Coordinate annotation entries
↓

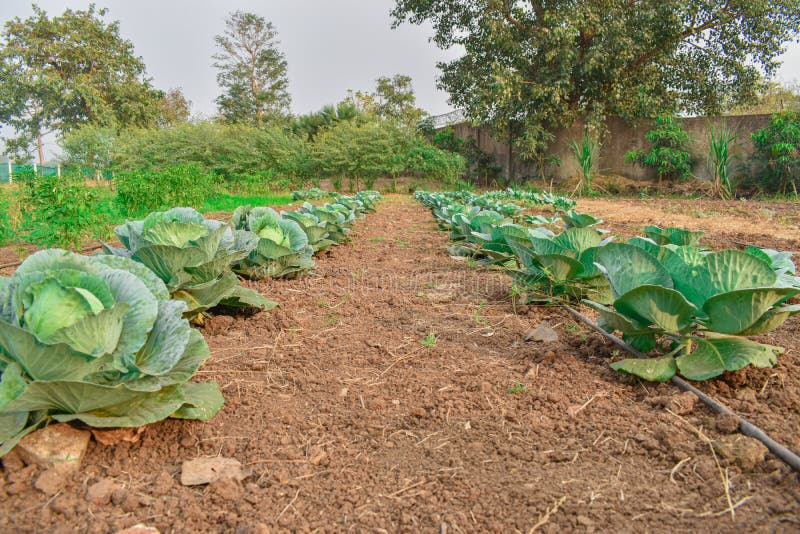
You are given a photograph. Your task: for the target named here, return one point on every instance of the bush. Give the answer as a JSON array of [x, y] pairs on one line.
[[668, 155], [7, 226], [143, 191], [778, 146], [225, 150], [59, 211]]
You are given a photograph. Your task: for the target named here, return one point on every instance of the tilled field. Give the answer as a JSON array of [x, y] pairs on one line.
[[348, 422]]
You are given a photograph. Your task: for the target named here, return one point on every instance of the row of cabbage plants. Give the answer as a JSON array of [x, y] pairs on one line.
[[693, 310], [107, 340]]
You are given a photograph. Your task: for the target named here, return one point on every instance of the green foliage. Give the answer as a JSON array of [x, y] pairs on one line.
[[281, 249], [142, 191], [721, 146], [59, 211], [585, 151], [96, 340], [534, 65], [428, 341], [669, 154], [88, 146], [395, 100], [778, 146], [193, 256], [700, 305], [67, 71], [228, 203], [225, 150], [7, 225], [252, 70], [694, 309], [367, 149]]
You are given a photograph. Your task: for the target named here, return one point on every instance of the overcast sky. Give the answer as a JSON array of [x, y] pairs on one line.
[[331, 45]]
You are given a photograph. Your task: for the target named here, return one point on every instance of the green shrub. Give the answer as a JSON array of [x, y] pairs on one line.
[[143, 191], [225, 150], [7, 226], [59, 211], [778, 146], [669, 154]]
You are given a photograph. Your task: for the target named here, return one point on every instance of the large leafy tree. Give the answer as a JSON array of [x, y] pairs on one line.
[[252, 70], [66, 71], [395, 100], [530, 65]]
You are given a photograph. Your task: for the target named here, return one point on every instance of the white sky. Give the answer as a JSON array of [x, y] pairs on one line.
[[331, 45]]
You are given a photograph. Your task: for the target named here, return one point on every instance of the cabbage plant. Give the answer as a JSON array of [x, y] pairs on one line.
[[98, 340], [282, 248], [697, 306], [316, 229], [561, 265], [193, 256]]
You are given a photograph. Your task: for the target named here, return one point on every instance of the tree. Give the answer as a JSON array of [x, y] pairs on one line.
[[395, 100], [252, 70], [773, 98], [63, 72], [531, 66], [174, 108]]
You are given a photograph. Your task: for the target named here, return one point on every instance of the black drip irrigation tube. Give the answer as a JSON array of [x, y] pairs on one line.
[[746, 427]]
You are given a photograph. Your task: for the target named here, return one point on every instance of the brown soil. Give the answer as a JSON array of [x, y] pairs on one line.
[[349, 422]]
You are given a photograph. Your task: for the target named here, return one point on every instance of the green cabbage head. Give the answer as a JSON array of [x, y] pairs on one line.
[[95, 339], [193, 256], [282, 249]]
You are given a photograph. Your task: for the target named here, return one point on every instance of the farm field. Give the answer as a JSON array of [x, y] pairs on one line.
[[347, 420]]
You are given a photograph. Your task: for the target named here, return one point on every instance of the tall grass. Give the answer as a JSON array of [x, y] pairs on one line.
[[228, 202], [721, 142], [585, 151]]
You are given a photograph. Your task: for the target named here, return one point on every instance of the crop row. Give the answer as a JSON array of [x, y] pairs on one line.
[[107, 340], [692, 309]]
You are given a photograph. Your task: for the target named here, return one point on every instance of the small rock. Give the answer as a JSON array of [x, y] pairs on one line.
[[100, 492], [683, 403], [139, 529], [319, 458], [12, 462], [419, 412], [741, 450], [52, 480], [117, 435], [726, 423], [207, 470], [542, 333], [59, 444]]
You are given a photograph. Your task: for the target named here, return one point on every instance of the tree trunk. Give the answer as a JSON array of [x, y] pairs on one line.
[[41, 149], [510, 159]]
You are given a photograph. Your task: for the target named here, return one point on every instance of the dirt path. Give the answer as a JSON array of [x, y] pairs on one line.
[[348, 422], [768, 224]]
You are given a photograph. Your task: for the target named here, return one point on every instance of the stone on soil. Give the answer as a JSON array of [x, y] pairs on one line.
[[55, 445], [52, 480], [207, 470], [741, 450], [542, 333], [100, 492]]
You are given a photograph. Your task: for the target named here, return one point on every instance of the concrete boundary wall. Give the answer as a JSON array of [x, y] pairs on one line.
[[623, 136]]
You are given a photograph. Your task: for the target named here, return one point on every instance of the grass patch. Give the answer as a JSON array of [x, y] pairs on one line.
[[227, 202]]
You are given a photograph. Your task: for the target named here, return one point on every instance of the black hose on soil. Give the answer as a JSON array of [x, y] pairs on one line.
[[747, 428]]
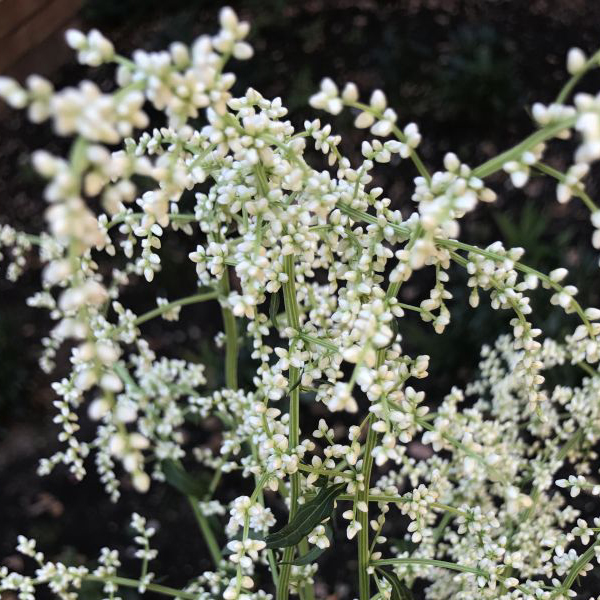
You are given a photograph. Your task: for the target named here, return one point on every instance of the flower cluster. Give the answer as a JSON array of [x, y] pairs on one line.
[[306, 259]]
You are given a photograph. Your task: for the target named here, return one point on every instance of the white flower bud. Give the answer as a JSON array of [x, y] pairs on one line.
[[576, 61]]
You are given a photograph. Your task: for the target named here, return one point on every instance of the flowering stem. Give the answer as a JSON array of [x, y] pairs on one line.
[[559, 176], [421, 168], [291, 311], [231, 339], [495, 164], [364, 586], [574, 80], [156, 312], [151, 587]]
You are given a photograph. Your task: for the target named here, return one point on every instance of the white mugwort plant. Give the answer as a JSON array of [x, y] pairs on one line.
[[307, 262]]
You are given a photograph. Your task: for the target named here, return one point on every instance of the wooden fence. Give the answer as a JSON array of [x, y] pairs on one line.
[[32, 35]]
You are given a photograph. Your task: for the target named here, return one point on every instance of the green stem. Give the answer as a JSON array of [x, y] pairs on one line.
[[207, 532], [156, 312], [495, 164], [292, 313], [364, 579], [559, 176], [231, 337], [152, 587]]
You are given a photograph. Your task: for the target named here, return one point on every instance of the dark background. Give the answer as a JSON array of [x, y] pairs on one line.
[[465, 71]]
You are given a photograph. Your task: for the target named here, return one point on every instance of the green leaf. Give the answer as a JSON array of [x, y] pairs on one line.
[[274, 309], [404, 545], [399, 590], [309, 515], [311, 556], [187, 484]]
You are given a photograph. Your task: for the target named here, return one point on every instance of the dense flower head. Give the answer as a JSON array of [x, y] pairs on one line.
[[307, 260]]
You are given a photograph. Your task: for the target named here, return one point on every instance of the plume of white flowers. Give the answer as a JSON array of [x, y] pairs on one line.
[[307, 260]]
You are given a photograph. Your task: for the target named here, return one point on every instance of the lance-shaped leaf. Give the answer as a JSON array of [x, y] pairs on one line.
[[399, 590], [309, 515], [187, 484], [311, 556]]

↑

Recast the entries, from the start of the entries up to and including the line containing "150], [59, 211]]", as a two-column CSV with the columns "prompt" and "points". Give one row per entry, with each field quoted, line breaks replaced by spaces, and the pictures omitted.

OUTPUT:
prompt,points
"You are given a photograph. Your task: for the target named here, return one point on every instance of the bush. Give the answer as a JSON array of [x, y] pairs on one line.","[[668, 155], [7, 226], [143, 191], [778, 146], [225, 150], [59, 211]]"